[TASK DIRECTIONS]: Output the lines from the beginning through the line that contains "M 629 555 L", with that line included, and copy each one without any change.

-------- DATASET CONTENT

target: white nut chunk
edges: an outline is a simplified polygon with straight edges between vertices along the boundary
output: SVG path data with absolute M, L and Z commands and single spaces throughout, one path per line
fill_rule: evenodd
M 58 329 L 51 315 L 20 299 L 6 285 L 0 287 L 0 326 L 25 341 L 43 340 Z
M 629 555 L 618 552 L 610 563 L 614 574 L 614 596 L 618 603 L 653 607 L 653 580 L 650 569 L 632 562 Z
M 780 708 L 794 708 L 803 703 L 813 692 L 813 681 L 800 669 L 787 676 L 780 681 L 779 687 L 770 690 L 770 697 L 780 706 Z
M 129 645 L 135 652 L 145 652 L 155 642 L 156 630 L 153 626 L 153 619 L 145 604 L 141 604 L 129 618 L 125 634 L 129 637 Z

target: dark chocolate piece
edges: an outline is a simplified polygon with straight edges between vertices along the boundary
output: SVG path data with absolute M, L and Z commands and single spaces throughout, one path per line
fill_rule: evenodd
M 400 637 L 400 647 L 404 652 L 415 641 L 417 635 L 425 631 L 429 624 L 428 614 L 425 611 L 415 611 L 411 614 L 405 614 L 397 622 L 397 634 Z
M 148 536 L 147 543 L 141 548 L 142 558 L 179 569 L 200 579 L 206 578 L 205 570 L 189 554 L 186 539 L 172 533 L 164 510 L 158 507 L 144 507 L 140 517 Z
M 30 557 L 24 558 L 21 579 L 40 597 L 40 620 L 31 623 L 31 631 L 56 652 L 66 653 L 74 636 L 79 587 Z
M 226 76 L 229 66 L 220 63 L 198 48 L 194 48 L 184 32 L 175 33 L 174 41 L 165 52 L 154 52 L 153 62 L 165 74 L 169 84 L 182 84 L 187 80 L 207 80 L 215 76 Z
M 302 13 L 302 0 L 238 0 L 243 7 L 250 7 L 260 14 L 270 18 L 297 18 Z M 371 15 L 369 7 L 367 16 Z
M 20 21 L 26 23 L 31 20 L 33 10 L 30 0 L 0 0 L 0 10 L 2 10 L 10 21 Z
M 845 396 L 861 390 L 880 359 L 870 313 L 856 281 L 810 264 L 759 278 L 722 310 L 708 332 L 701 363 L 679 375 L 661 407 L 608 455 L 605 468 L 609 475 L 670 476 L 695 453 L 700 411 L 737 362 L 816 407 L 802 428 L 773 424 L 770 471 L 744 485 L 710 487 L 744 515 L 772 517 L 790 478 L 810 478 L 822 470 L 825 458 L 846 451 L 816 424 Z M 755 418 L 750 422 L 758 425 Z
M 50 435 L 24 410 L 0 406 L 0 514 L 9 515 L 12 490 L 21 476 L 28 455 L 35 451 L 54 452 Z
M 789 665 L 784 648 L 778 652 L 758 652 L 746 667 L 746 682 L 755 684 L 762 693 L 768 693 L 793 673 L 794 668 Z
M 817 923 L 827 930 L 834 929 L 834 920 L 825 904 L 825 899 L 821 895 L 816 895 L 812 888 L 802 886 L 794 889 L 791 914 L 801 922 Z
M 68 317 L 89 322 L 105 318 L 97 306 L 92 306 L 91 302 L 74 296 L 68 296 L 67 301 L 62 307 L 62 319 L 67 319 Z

----------------

[FULL SOLUTION]:
target: white nut chunk
edges: an outline is a simplified polygon with straight edges between vertices along the boundary
output: SVG path data with absolute M, L and Z commands and single spaces throughout, one path per line
fill_rule: evenodd
M 58 329 L 51 315 L 20 299 L 6 285 L 0 287 L 0 326 L 25 341 L 43 340 Z
M 629 555 L 618 552 L 610 563 L 614 574 L 614 596 L 618 603 L 653 607 L 653 580 L 650 569 L 632 562 Z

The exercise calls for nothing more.